Mobilités : comment expliquer la grogne de certains commerçants tourangeaux ?

Des commerçants ont lancé une pétition intitulée « Centre-ville de Tours en danger : mobilisons nous ». Ils dénoncent notamment l’effet des politiques de mobilité sur leur activité. Mais que disent les recherches à ce sujet ? Le développement de la marche, du vélo et des transports en commun est-il bon pour leurs affaires ? Ou au contraire, est-ce une menace ? Nous faisons le point en nous appuyant sur les dernières études disponibles à ce sujet.

Peut-être l’avez-vous vu sur la vitrine de certains commerces de Tours. Depuis mi-mars, une pétition intitulée « Centre-ville de Tours en danger : mobilisons nous » a été lancée. A l’heure où nous écrivons ces lignes, 3050 personnes l’ont signée.

On doit cette initiative au collectif « Sauvons notre centre-ville de Tours » qui revendique 190 membres, sur les 2000 commerçants que compte la ville. Ni la principale association professionnelle locale « COM&A » ni la chambre de commerce et de l’industrie (CCI) Touraine n’en font partie.

Son point de départ se trouve du côté du Grand Passage où certains propriétaires ont appris la suppression à l’horizon 2028 des places de stationnements automobiles boulevard Heurteloup, entre les places Jean Jaurès et du Général Leclerc.

Rien de nouveau en soi, car ce réaménagement est annoncé de longue date dans le cadre de la création de la ligne de bus à haut niveau de service (BHNS) entre Tours Nord et Les Atlantes. Le projet a même été soumis à la concertation publique l’an dernier.

Le stationnement automobile comme première revendication

Dès lors, il n’y a rien d’étonnant à retrouver le stationnement automobile comme première revendication mise en avant par cette pétition. Y sont réclamés la « création de nouvelles places à proximité des commerces », « l’arrêt de [leur] suppression » ainsi que « l’instauration de la gratuité sur certaines plages horaires ».

Mais pourquoi certains commerçants se montrent-ils hostiles à toute politique visant à limiter un tant soit peu la place de la voiture en ville ? Pourquoi le développement de la marchabilité et de la cyclabilité est souvent perçu comme contraire à leurs affaires ?

§ Listing présenté
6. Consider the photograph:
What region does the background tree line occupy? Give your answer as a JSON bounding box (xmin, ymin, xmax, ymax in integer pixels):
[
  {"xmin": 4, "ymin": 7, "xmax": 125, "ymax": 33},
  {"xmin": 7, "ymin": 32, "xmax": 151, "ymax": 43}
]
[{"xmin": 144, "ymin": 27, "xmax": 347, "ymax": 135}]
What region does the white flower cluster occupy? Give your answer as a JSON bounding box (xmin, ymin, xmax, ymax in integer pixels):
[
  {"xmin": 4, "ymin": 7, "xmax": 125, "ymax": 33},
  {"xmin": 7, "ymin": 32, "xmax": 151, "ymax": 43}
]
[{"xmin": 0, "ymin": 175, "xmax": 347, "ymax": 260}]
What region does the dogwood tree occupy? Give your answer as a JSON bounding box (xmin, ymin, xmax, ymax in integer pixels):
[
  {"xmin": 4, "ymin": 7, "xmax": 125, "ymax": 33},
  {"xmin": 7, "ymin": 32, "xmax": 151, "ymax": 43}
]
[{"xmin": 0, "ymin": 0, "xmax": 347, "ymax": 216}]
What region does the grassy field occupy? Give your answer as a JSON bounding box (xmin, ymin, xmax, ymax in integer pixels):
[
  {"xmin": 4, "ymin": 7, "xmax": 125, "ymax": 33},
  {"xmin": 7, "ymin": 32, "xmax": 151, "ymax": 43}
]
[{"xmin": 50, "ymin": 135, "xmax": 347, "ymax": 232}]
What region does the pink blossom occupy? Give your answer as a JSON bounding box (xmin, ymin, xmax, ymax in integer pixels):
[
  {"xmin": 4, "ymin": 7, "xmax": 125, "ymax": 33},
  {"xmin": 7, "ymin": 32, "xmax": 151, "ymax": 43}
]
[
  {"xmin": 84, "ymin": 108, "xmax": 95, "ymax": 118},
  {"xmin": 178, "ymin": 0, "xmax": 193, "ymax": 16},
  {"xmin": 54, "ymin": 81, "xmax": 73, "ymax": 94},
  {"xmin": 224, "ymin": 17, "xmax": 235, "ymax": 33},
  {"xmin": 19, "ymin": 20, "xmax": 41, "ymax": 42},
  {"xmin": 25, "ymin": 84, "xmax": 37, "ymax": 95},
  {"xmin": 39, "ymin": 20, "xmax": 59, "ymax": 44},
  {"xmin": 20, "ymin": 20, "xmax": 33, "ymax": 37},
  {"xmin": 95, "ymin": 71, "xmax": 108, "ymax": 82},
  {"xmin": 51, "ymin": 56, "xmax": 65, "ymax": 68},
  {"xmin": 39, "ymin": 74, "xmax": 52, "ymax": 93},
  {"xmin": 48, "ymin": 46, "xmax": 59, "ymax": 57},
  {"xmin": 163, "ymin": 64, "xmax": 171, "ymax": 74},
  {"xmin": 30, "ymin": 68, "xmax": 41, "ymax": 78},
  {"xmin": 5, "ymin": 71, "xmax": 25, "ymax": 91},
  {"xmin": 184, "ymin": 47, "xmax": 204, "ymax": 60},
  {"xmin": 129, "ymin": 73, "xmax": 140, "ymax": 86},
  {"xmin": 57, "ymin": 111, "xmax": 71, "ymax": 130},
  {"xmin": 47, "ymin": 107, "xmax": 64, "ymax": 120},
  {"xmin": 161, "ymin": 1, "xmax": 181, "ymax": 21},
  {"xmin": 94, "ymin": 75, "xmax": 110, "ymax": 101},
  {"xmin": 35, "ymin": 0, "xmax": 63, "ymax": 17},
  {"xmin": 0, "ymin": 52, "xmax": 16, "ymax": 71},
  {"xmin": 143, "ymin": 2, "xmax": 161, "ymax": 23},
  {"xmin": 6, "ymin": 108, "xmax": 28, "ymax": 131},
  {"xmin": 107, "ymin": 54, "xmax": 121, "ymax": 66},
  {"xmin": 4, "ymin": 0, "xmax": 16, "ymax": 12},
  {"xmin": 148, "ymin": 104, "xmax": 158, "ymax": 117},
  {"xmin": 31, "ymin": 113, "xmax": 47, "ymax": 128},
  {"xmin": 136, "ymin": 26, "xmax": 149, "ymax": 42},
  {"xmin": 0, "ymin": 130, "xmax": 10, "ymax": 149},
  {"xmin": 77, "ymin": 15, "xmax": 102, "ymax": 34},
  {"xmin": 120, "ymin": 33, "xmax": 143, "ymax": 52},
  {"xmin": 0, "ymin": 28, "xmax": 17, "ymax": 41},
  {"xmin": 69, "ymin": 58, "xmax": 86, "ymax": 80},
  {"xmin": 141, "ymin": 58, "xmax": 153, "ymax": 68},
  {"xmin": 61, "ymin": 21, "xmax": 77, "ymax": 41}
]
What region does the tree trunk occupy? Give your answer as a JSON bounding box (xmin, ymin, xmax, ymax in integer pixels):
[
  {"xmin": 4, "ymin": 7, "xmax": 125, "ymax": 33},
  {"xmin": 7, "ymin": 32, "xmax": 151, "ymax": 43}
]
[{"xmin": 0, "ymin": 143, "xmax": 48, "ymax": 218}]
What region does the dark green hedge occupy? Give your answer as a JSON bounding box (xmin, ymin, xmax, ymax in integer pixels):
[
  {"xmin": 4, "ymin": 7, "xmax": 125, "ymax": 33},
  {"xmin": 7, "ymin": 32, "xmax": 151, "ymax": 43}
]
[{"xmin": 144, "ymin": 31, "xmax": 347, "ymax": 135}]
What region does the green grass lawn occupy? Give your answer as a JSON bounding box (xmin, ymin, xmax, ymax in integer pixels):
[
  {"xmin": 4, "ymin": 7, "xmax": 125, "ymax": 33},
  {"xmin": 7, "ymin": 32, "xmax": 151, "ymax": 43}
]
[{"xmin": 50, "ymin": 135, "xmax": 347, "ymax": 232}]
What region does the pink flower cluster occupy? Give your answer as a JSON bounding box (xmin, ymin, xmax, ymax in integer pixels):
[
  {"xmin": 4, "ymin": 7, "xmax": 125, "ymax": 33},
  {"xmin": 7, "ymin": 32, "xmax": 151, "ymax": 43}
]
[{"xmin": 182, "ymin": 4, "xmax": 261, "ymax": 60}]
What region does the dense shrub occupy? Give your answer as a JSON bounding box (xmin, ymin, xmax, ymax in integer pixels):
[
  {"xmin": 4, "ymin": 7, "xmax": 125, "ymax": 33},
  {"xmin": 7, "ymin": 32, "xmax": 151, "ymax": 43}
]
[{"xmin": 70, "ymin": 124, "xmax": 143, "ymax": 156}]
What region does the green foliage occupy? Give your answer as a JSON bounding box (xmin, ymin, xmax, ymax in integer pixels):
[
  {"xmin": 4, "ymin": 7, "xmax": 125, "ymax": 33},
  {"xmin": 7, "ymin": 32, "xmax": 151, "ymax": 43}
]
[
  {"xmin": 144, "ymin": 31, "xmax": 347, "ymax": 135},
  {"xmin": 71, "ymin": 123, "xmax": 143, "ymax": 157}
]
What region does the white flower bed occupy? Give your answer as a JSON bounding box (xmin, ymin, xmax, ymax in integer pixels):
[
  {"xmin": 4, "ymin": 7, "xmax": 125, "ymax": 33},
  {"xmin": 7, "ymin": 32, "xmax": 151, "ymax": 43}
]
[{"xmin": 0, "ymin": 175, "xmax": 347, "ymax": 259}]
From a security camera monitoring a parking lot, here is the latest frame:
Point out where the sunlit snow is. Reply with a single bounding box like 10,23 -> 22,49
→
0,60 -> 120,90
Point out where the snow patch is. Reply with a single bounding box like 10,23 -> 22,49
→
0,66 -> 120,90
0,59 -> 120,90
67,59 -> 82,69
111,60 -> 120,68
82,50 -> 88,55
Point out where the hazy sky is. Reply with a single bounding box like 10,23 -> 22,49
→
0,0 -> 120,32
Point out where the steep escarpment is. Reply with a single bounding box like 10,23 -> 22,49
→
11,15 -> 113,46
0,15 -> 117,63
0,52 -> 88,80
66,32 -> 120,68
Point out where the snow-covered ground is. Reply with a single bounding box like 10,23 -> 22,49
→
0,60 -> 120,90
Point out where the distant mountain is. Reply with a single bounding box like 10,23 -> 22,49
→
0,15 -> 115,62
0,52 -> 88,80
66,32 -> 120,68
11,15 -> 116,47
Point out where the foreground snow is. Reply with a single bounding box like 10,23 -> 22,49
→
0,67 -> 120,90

§ Liste des tâches
(a) D'après l'article, combien de membres revendique le collectif « Sauvons notre centre-ville de Tours » ?
(b) Convertissez en CSV à deux colonnes, texte et reponse, la portion du listing allant de la ligne contenant « Point out where the snow-covered » jusqu'à la fin du listing, ces deux limites comprises. Chaque énoncé occupe une ligne, avec sa réponse. Chaque champ est entre guillemets et les sauts de ligne y sont remplacés par des espaces.

§ Solutions par tâche
(a) Il revendique 190 membres.

(b)
texte,reponse
"Point out where the snow-covered ground is. Reply with a single bounding box like 10,23 -> 22,49 →","0,60 -> 120,90"
"Point out where the distant mountain is. Reply with a single bounding box like 10,23 -> 22,49 →","0,15 -> 115,62 0,52 -> 88,80 66,32 -> 120,68 11,15 -> 116,47"
"Point out where the foreground snow is. Reply with a single bounding box like 10,23 -> 22,49 →","0,67 -> 120,90"